Artifacts and Equipment
An artifact spell, once learned, is always in the possession of the mage or artificer. However, carrying many artifacts can become cumbersome to one that does not specialize in their use and many choose to store them in extra-dimensional space or in the malleable form of flowstone or quicksilver sculpting steel to be called upon when needed. First, each artifact requires a certain amount of Mana just to activate (and summon in some of the larger cases). Most artifacts are not picky about what kind of Mana and only require a certain amount. Some may require even more Mana to generate an effect even after being activated. Once an artifact has been activated, it draws upon your Focus to maintain just as any other persistent effect does. Losing or releasing focus upon the artifact deactivates it, causes it to lose any charges it may have generated, and banishes it if it was summoned.
====
§ Job 1:
Answer these questions about the passage on artifacts:
(a) Where do many choose to store their artifacts?
(b) What does an activated artifact draw upon to be maintained?
(c) What happens when focus on an artifact is lost or released?

[Data listing]
====
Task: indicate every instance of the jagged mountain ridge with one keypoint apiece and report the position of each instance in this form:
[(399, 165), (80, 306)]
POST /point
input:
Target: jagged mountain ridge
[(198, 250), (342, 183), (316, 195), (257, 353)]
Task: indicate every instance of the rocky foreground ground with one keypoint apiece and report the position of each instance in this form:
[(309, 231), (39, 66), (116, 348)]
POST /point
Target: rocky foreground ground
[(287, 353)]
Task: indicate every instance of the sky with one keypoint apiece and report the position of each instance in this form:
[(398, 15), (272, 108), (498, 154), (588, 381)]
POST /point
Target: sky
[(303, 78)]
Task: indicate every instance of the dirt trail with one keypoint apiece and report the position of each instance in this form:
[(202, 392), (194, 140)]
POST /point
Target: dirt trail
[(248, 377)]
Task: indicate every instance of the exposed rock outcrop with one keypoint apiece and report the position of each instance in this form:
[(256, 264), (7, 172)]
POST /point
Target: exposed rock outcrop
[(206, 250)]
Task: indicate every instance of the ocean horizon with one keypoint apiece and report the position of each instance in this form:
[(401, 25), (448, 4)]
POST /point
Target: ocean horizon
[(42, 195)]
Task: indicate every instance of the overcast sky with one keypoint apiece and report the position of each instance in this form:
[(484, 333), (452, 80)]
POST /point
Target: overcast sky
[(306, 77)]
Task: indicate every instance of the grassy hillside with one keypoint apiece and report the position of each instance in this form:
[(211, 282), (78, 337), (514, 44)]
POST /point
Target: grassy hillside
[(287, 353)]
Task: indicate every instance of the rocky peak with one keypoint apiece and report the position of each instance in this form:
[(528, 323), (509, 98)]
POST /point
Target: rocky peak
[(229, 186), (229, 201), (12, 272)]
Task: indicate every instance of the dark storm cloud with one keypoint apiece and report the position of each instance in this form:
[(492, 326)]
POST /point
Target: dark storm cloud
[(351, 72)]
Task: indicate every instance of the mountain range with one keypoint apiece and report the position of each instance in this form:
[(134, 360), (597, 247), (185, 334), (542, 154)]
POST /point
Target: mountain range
====
§ Job 2: Format the rows as a numbered list, starting at the line that has "Task: indicate every instance of the overcast" and ending with the last line of the rows. Leave out blank lines.

§ Exercise solution 1:
(a) In extra-dimensional space, or in the malleable form of flowstone or quicksilver sculpting steel.
(b) Your Focus.
(c) The artifact is deactivated and loses any charges it may have generated. If it was summoned, it is also banished.

§ Exercise solution 2:
1. Task: indicate every instance of the overcast sky with one keypoint apiece and report the position of each instance in this form:
2. [(484, 333), (452, 80)]
3. POST /point
4. Target: overcast sky
5. [(306, 77)]
6. Task: indicate every instance of the grassy hillside with one keypoint apiece and report the position of each instance in this form:
7. [(211, 282), (78, 337), (514, 44)]
8. POST /point
9. Target: grassy hillside
10. [(287, 353)]
11. Task: indicate every instance of the rocky peak with one keypoint apiece and report the position of each instance in this form:
12. [(528, 323), (509, 98)]
13. POST /point
14. Target: rocky peak
15. [(229, 186), (229, 201), (12, 272)]
16. Task: indicate every instance of the dark storm cloud with one keypoint apiece and report the position of each instance in this form:
17. [(492, 326)]
18. POST /point
19. Target: dark storm cloud
20. [(351, 72)]
21. Task: indicate every instance of the mountain range with one keypoint apiece and report the position of each instance in this form:
22. [(134, 360), (597, 247), (185, 334), (542, 154)]
23. POST /point
24. Target: mountain range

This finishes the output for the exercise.